» **Excerpted records**:
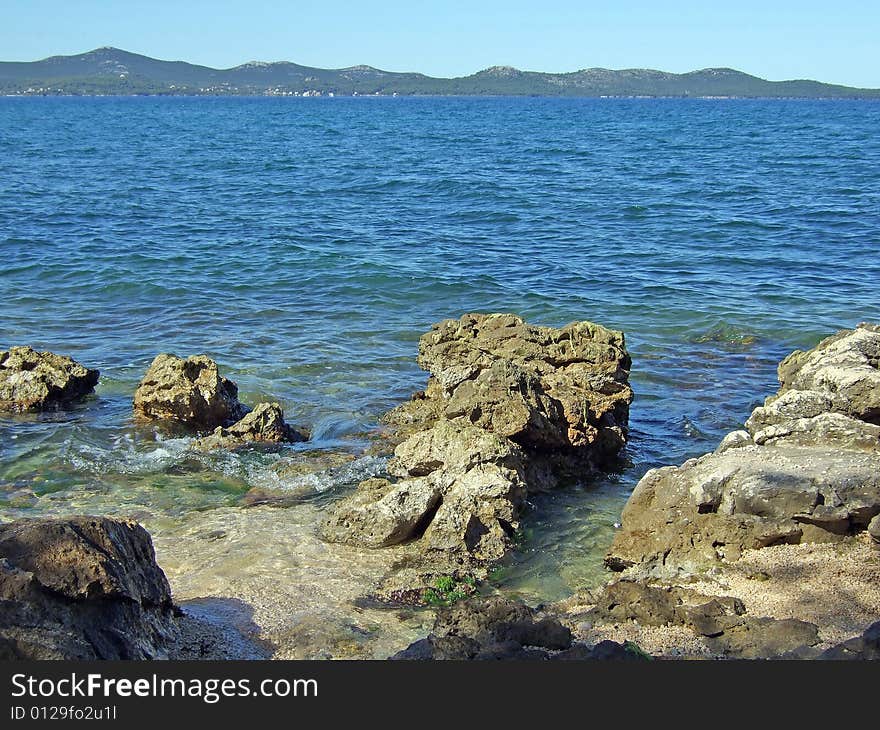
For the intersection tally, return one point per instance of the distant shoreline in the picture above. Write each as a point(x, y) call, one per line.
point(444, 96)
point(115, 72)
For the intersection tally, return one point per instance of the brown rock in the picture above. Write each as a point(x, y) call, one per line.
point(189, 390)
point(264, 424)
point(82, 588)
point(36, 381)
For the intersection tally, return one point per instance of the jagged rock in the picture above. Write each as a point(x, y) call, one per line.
point(659, 605)
point(874, 528)
point(762, 637)
point(487, 629)
point(866, 646)
point(734, 440)
point(826, 429)
point(189, 390)
point(508, 407)
point(544, 388)
point(604, 651)
point(380, 513)
point(82, 588)
point(845, 365)
point(497, 628)
point(264, 424)
point(460, 486)
point(36, 381)
point(811, 472)
point(720, 504)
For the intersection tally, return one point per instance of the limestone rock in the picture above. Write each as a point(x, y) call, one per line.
point(460, 486)
point(542, 387)
point(489, 628)
point(189, 390)
point(720, 504)
point(36, 381)
point(864, 647)
point(380, 513)
point(845, 365)
point(264, 424)
point(807, 470)
point(82, 588)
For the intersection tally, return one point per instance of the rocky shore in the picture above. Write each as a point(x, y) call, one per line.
point(768, 547)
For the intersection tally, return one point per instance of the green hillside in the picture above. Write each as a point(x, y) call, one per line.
point(115, 72)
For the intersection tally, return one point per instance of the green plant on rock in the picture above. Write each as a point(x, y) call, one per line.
point(447, 590)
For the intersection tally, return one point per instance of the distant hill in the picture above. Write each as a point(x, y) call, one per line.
point(112, 71)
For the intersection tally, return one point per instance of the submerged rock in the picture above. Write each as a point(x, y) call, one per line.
point(264, 424)
point(543, 388)
point(189, 390)
point(865, 646)
point(82, 588)
point(459, 486)
point(36, 381)
point(509, 407)
point(806, 470)
point(497, 628)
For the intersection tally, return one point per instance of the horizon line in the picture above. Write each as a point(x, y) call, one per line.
point(419, 73)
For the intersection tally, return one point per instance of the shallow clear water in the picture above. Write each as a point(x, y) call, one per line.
point(306, 243)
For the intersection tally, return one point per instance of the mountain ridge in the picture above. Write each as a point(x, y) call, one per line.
point(113, 71)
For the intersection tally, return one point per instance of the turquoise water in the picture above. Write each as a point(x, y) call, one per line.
point(305, 244)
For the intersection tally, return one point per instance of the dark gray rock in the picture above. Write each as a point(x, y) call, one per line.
point(82, 588)
point(38, 381)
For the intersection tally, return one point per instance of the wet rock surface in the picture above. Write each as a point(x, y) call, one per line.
point(543, 388)
point(807, 469)
point(508, 408)
point(82, 588)
point(264, 424)
point(497, 628)
point(723, 621)
point(189, 390)
point(192, 391)
point(37, 381)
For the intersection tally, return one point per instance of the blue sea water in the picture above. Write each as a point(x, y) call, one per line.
point(305, 244)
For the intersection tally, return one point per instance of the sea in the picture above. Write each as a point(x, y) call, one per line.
point(307, 243)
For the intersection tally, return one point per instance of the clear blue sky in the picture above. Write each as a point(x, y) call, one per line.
point(837, 41)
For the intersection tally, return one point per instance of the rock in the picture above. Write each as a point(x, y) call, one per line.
point(762, 637)
point(37, 381)
point(718, 505)
point(845, 365)
point(866, 646)
point(489, 629)
point(265, 424)
point(508, 407)
point(604, 651)
point(734, 440)
point(811, 473)
point(82, 588)
point(461, 487)
point(544, 388)
point(380, 513)
point(661, 605)
point(453, 448)
point(189, 390)
point(874, 528)
point(826, 429)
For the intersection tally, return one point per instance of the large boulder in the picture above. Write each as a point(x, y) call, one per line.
point(807, 469)
point(497, 628)
point(544, 388)
point(189, 390)
point(82, 588)
point(264, 424)
point(456, 485)
point(508, 408)
point(36, 381)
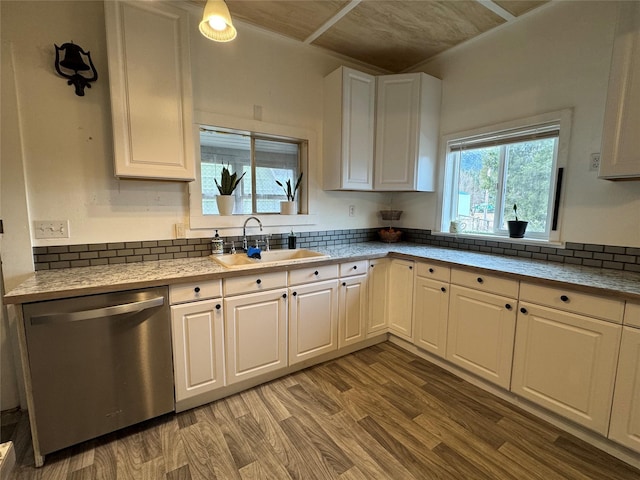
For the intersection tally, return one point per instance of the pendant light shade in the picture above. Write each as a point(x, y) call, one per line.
point(216, 22)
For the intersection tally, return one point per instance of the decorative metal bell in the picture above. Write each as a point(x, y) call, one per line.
point(73, 61)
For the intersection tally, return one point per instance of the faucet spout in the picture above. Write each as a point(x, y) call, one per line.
point(244, 231)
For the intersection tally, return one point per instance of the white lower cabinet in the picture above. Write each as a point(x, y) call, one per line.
point(378, 279)
point(313, 320)
point(625, 414)
point(481, 332)
point(430, 315)
point(352, 310)
point(400, 298)
point(566, 362)
point(255, 334)
point(198, 348)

» **Task to complete**: Copy out the listing exactly as it stands, but not the pictures.

» **Solution to the exercise**:
For the intersection tally, return one point per instance of the distant shoreline in the picture above. Write each as a point(x, y) call, one per line.
point(444, 96)
point(115, 72)
For the intersection tally, return one point per instance of the brown rock in the picture above. Write each as a point(x, y) call, one per line.
point(189, 390)
point(264, 424)
point(82, 588)
point(36, 381)
For the intersection tally, return one point per instance of the jagged rock in the picture above. Write each as a point(x, y) call, one per line.
point(659, 605)
point(874, 528)
point(762, 637)
point(487, 629)
point(866, 646)
point(734, 440)
point(826, 429)
point(189, 390)
point(508, 407)
point(544, 388)
point(604, 651)
point(380, 513)
point(82, 588)
point(845, 365)
point(497, 628)
point(264, 424)
point(460, 486)
point(36, 381)
point(811, 472)
point(720, 504)
For the intersection tally, return one point per instance of the limestone rock in the picture above. Write each as a point(x, y) call, one per line.
point(460, 486)
point(542, 387)
point(489, 628)
point(189, 390)
point(720, 504)
point(36, 381)
point(864, 647)
point(380, 513)
point(845, 365)
point(264, 424)
point(807, 470)
point(82, 588)
For the intersection tally, return one point per instance of the rocky shore in the picture above. Write each as a point(x, y) call, one per line.
point(768, 547)
For the intersection tally, return one point per instance of the green hillside in the picture above. Write each as a point(x, y) call, one per line.
point(115, 72)
For the intersection tally, return one point per instance of the green plant on rock in the picture above. Write each as a point(x, y) call, one per line.
point(447, 590)
For the intersection tally, return one point per instance of the distant hill in the picture above. Write each as a point(x, y) call, one per line.
point(112, 71)
For the intersection tally, return one point per instance of the submerged rock in the picture above. Write each as a point(x, y) call, one per line.
point(264, 424)
point(543, 388)
point(189, 390)
point(865, 646)
point(82, 588)
point(459, 486)
point(36, 381)
point(509, 407)
point(806, 470)
point(497, 628)
For the intersection tally, return one point per instance of the horizon line in the picture above. Write each as a point(x, y) call, one per line.
point(419, 73)
For the intersection tally, return one point per instance of the shallow clear water in the picture above. Write each as a point(x, y) call, one per line.
point(306, 243)
For the intersection tally, return one point per instance of the mountain ridge in the picture above. Write each as a point(x, y) call, one per line.
point(113, 71)
For the intersection tally, return one point per instance of the turquoise water in the picture above. Write each as a point(x, y) call, one per line.
point(305, 244)
For the intersection tally, return one point per instance of the dark gray rock in the picture above. Write each as a point(x, y) call, one per line.
point(82, 588)
point(38, 381)
For the intersection tally, return one point per instance of the wet rock surface in the picture above. Write each as a point(x, y) call, one per line.
point(543, 388)
point(807, 469)
point(508, 408)
point(82, 588)
point(264, 424)
point(497, 628)
point(723, 621)
point(189, 390)
point(192, 391)
point(37, 381)
For the intersection tally, return one point per instance of the blue sea water in the picture above. Write each as a point(x, y) call, one per line.
point(305, 244)
For the intersection tally, return one point per instance of the sea in the picture above. Write each as a point(x, y) call, one per line.
point(307, 243)
For the intersection tally, return one point per instance of the clear blue sky in the picture above. Write each as a point(x, y) call, one per line.
point(837, 41)
For the intersection tally, return one point per instance of the rock in the picture above. Write each as a point(x, y) call, one per line.
point(762, 637)
point(37, 381)
point(718, 505)
point(845, 365)
point(866, 646)
point(489, 629)
point(265, 424)
point(508, 407)
point(604, 651)
point(734, 440)
point(811, 473)
point(82, 588)
point(461, 487)
point(544, 388)
point(380, 513)
point(661, 605)
point(453, 448)
point(189, 390)
point(874, 528)
point(826, 429)
For the intersection tally, return one point per instance of the large boulder in the picture above. Write each as a point(x, y) call, one per line.
point(807, 469)
point(497, 628)
point(544, 388)
point(189, 390)
point(82, 588)
point(264, 424)
point(456, 485)
point(508, 408)
point(36, 381)
For the intersection tally, return one point per instance of the pendant light shade in the picture above. Write each as a point(x, y) call, one per line.
point(216, 22)
For the intersection tally, return one point per instance of the decorative metal bell in the picture above. Write each as a point(x, y) call, one per line.
point(73, 61)
For the intersection tally, return one point per instance of the faucet spout in the picture above. Write each as a point(x, y) call, one per line.
point(244, 231)
For the intersection tally, return one point per instance of the white lower cabinet in the picture above. Write each as a point(x, y) call, one per line.
point(378, 279)
point(313, 320)
point(625, 414)
point(481, 332)
point(430, 315)
point(352, 310)
point(400, 298)
point(566, 362)
point(255, 334)
point(198, 348)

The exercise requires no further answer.